- Document text
[Start of Attachment]

Fears of contagion from the debt crisis at China Evergrande Group and expectations that the upcoming Federal Reserve meeting will signal a scaling back in asset purchases later this year are among the impediments for investors.
“Bitcoin needs to retake the 200-day moving average at $46,000 and consolidate before a collective sigh can be released,” said Antoni Trenchev, co-founder of crypto lender Nexo.
In a Tuesday discussion on cryptocurrencies, U.S. Securities and Exchange Commission Chair Gary Gensler said past instances of banks and other firms offering private forms of money have failed.
Gensler reiterated that U.S. securities rules give his agency great authority over digital tokens. He also said there are some “gaps” in oversight of digital tokens that Congress could help close, such as regulating crypto exchanges.
Meanwhile, the U.S. agency that had once been the great hope of the cryptocurrency world is now issuing strong warnings to the industry that it’s in danger of echoing the toxic culture before the 2008 financial crisis.
Michael Hsu, the acting chief of the Office of the Comptroller of the Currency, argued Tuesday that cryptocurrencies and decentralized finance may be evolving into threats to the financial system in much the same way certain derivatives brought near collapse more than a decade ago.
Separately, the Pyth crypto-data network on Monday briefly reported Bitcoin’s price as $5,402. “Engineers are continuing to investigate the cause and a full report is in the works,” it said in a tweet that day.

[End of Attachment]

- Data
[Start of Attachment]

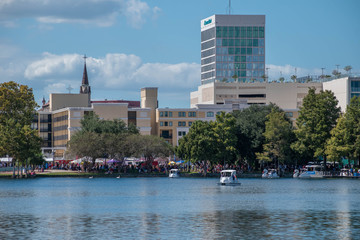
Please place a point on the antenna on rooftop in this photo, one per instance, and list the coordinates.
(69, 88)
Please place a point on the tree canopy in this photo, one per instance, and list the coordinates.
(278, 137)
(249, 129)
(17, 109)
(317, 117)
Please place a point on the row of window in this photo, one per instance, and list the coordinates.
(231, 58)
(207, 53)
(355, 86)
(62, 118)
(181, 133)
(180, 114)
(240, 42)
(170, 124)
(243, 32)
(207, 44)
(231, 73)
(60, 128)
(207, 60)
(224, 66)
(242, 51)
(61, 137)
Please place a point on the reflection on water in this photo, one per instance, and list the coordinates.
(213, 225)
(181, 209)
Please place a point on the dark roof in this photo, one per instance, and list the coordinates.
(85, 80)
(132, 104)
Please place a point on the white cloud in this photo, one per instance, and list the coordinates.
(125, 72)
(286, 71)
(51, 65)
(101, 13)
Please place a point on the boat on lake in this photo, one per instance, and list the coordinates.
(174, 173)
(312, 171)
(271, 173)
(228, 177)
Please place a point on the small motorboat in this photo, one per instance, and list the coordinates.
(344, 172)
(312, 171)
(271, 173)
(228, 177)
(174, 173)
(296, 173)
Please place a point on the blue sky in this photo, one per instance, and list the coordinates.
(156, 43)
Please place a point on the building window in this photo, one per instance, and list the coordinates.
(181, 124)
(289, 114)
(182, 114)
(192, 114)
(181, 133)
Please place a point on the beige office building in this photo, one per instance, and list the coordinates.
(60, 117)
(174, 123)
(288, 96)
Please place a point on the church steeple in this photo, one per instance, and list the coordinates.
(85, 88)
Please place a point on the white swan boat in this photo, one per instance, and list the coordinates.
(228, 177)
(271, 173)
(312, 171)
(174, 173)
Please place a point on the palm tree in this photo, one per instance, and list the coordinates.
(235, 77)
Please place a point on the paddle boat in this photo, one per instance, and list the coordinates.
(296, 173)
(312, 171)
(345, 172)
(174, 173)
(228, 177)
(271, 173)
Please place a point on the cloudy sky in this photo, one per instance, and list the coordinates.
(132, 44)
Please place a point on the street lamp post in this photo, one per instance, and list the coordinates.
(53, 153)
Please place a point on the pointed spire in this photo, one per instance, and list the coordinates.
(85, 80)
(85, 88)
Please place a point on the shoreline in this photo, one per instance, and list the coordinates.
(75, 174)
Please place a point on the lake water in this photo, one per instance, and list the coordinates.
(185, 208)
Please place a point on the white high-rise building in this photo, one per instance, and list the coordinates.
(233, 48)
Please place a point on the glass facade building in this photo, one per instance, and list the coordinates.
(233, 48)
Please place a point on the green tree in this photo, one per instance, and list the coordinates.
(23, 143)
(337, 146)
(345, 137)
(86, 144)
(198, 145)
(235, 77)
(224, 138)
(278, 138)
(249, 129)
(17, 107)
(150, 147)
(317, 117)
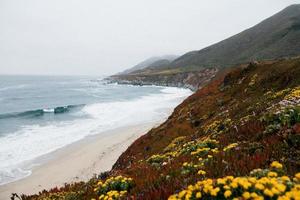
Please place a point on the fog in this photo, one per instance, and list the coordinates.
(101, 37)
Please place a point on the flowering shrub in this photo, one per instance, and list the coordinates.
(189, 168)
(230, 146)
(287, 117)
(113, 188)
(268, 186)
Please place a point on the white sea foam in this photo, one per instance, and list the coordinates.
(17, 150)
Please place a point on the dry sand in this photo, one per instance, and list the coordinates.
(78, 161)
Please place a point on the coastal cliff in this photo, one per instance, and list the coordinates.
(186, 79)
(237, 137)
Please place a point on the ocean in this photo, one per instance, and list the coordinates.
(40, 114)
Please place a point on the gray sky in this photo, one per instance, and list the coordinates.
(96, 37)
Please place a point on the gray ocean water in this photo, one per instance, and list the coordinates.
(39, 114)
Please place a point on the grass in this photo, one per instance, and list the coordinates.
(242, 128)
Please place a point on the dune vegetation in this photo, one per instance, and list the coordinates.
(236, 138)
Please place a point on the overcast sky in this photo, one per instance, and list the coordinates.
(96, 37)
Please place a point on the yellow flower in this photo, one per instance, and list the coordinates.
(297, 176)
(259, 186)
(234, 185)
(268, 192)
(272, 174)
(227, 193)
(253, 195)
(246, 195)
(201, 172)
(198, 195)
(276, 165)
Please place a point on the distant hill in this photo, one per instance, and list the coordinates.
(275, 37)
(153, 61)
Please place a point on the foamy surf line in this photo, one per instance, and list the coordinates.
(20, 149)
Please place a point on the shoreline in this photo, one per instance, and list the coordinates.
(78, 161)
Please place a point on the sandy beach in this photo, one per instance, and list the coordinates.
(78, 161)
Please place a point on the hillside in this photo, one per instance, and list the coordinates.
(153, 61)
(237, 137)
(273, 38)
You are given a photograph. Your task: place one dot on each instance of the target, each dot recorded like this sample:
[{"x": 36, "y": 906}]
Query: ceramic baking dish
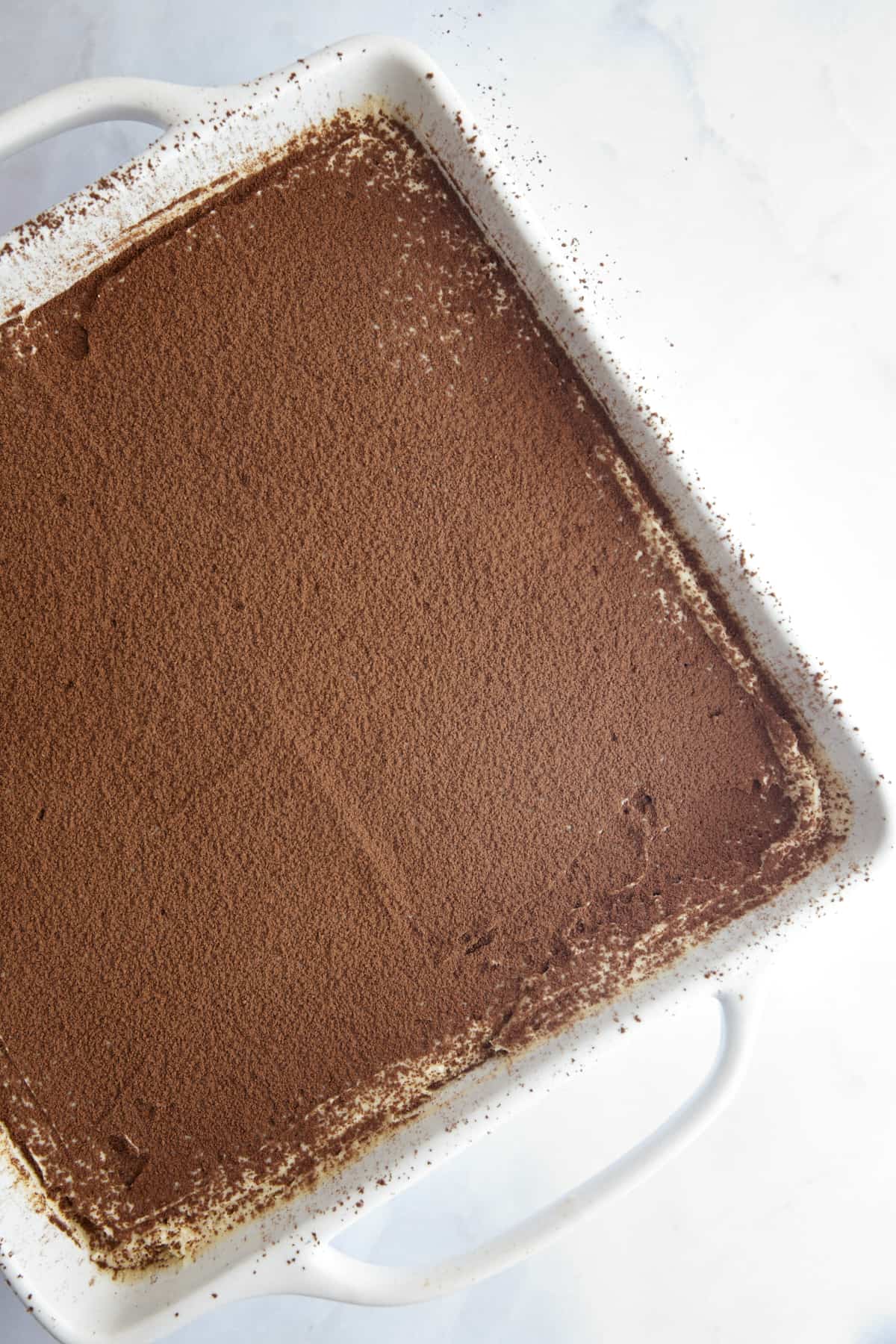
[{"x": 211, "y": 137}]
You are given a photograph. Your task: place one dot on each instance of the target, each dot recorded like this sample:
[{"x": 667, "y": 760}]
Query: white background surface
[{"x": 734, "y": 166}]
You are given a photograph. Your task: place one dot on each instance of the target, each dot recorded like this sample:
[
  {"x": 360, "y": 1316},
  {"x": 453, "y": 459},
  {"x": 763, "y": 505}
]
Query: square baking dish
[{"x": 211, "y": 139}]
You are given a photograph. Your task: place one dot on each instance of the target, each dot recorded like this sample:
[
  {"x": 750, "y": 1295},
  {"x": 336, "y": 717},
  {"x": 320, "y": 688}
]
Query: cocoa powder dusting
[{"x": 348, "y": 718}]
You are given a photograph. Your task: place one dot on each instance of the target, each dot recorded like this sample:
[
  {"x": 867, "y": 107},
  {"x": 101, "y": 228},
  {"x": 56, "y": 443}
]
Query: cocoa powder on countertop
[{"x": 346, "y": 712}]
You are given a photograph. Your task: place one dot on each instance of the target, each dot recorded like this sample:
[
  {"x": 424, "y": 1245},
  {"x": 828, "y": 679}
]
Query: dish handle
[
  {"x": 87, "y": 101},
  {"x": 332, "y": 1275}
]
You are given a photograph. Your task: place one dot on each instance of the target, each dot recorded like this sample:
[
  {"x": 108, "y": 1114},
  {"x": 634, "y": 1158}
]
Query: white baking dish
[{"x": 292, "y": 1251}]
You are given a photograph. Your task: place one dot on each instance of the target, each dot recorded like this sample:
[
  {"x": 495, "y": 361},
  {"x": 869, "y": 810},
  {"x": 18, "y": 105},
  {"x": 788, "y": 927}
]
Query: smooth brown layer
[{"x": 341, "y": 698}]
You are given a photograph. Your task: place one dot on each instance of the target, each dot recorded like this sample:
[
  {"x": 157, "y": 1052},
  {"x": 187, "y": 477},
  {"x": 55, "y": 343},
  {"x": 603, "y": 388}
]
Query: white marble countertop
[{"x": 734, "y": 166}]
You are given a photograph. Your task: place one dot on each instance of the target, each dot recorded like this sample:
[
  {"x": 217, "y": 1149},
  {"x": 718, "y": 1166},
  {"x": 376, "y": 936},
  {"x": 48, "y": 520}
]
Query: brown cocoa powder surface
[{"x": 344, "y": 710}]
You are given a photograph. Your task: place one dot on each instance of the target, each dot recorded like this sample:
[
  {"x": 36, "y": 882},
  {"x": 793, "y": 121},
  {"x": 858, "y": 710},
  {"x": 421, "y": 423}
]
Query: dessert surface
[{"x": 352, "y": 721}]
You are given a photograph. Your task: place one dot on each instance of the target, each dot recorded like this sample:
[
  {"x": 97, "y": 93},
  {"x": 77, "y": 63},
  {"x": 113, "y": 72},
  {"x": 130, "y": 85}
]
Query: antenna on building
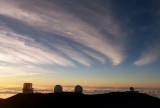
[
  {"x": 58, "y": 89},
  {"x": 27, "y": 88},
  {"x": 78, "y": 89}
]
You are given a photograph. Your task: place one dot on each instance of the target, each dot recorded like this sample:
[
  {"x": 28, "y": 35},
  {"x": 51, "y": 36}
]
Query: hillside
[{"x": 74, "y": 100}]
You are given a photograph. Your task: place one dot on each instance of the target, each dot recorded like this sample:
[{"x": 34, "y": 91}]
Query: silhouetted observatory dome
[
  {"x": 78, "y": 89},
  {"x": 131, "y": 88},
  {"x": 58, "y": 89}
]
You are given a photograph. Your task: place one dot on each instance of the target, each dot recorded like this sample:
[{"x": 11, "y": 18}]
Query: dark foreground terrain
[{"x": 74, "y": 100}]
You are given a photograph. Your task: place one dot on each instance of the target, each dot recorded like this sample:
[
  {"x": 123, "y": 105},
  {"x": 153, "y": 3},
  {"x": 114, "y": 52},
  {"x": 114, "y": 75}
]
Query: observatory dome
[
  {"x": 78, "y": 89},
  {"x": 131, "y": 88},
  {"x": 58, "y": 89}
]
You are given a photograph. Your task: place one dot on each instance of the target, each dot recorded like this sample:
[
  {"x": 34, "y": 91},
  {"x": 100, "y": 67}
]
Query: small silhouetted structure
[
  {"x": 78, "y": 89},
  {"x": 132, "y": 89},
  {"x": 58, "y": 89},
  {"x": 27, "y": 88}
]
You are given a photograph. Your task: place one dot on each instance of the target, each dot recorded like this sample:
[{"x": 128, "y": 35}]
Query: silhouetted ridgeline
[{"x": 75, "y": 100}]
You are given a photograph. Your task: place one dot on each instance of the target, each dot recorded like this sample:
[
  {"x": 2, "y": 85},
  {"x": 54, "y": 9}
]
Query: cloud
[
  {"x": 101, "y": 33},
  {"x": 150, "y": 55}
]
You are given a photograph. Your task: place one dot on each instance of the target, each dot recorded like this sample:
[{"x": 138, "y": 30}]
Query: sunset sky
[{"x": 114, "y": 43}]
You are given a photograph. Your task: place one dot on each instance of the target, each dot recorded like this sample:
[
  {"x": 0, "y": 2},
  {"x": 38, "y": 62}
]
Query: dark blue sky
[{"x": 81, "y": 40}]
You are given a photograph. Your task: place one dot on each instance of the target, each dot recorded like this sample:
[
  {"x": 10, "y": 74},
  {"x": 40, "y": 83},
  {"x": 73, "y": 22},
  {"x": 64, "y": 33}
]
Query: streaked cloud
[
  {"x": 102, "y": 34},
  {"x": 150, "y": 55},
  {"x": 17, "y": 49}
]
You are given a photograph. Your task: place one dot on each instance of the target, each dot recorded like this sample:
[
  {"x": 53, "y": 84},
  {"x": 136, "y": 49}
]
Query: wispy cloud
[
  {"x": 102, "y": 33},
  {"x": 19, "y": 49},
  {"x": 150, "y": 55}
]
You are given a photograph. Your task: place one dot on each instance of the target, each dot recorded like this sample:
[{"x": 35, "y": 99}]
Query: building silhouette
[
  {"x": 58, "y": 89},
  {"x": 27, "y": 88},
  {"x": 78, "y": 89}
]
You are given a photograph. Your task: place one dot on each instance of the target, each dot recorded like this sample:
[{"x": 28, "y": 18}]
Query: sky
[{"x": 111, "y": 43}]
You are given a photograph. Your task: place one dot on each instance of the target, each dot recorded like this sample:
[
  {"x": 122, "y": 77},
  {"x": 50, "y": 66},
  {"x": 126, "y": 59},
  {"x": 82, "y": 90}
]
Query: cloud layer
[{"x": 98, "y": 34}]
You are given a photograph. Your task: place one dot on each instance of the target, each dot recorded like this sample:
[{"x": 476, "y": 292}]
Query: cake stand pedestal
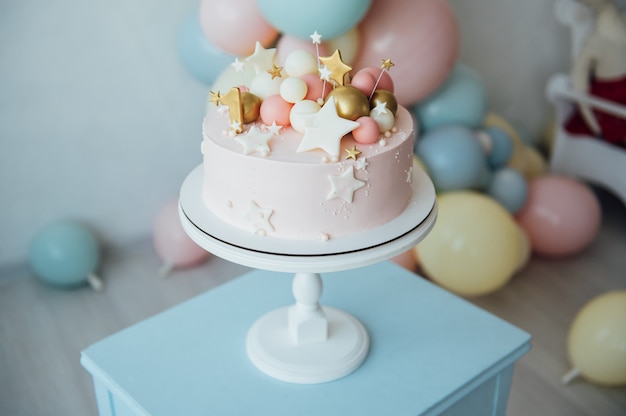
[{"x": 307, "y": 342}]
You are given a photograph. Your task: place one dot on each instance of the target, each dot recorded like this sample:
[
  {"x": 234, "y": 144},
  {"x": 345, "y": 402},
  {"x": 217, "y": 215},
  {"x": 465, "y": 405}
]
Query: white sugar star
[
  {"x": 259, "y": 218},
  {"x": 344, "y": 185},
  {"x": 255, "y": 141},
  {"x": 238, "y": 65},
  {"x": 316, "y": 38},
  {"x": 262, "y": 58},
  {"x": 324, "y": 73},
  {"x": 325, "y": 130}
]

[End of Attachment]

- What this task involves
Can you reproduce the entire passage above about Bitcoin and crypto regulation, word for word?

- Answer box
Fears of contagion from the debt crisis at China Evergrande Group and expectations that the upcoming Federal Reserve meeting will signal a scaling back in asset purchases later this year are among the impediments for investors.
“Bitcoin needs to retake the 200-day moving average at $46,000 and consolidate before a collective sigh can be released,” said Antoni Trenchev, co-founder of crypto lender Nexo.
In a Tuesday discussion on cryptocurrencies, U.S. Securities and Exchange Commission Chair Gary Gensler said past instances of banks and other firms offering private forms of money have failed.
Gensler reiterated that U.S. securities rules give his agency great authority over digital tokens. He also said there are some “gaps” in oversight of digital tokens that Congress could help close, such as regulating crypto exchanges.
Meanwhile, the U.S. agency that had once been the great hope of the cryptocurrency world is now issuing strong warnings to the industry that it’s in danger of echoing the toxic culture before the 2008 financial crisis.
Michael Hsu, the acting chief of the Office of the Comptroller of the Currency, argued Tuesday that cryptocurrencies and decentralized finance may be evolving into threats to the financial system in much the same way certain derivatives brought near collapse more than a decade ago.
Separately, the Pyth crypto-data network on Monday briefly reported Bitcoin’s price as $5,402. “Engineers are continuing to investigate the cause and a full report is in the works,” it said in a tweet that day.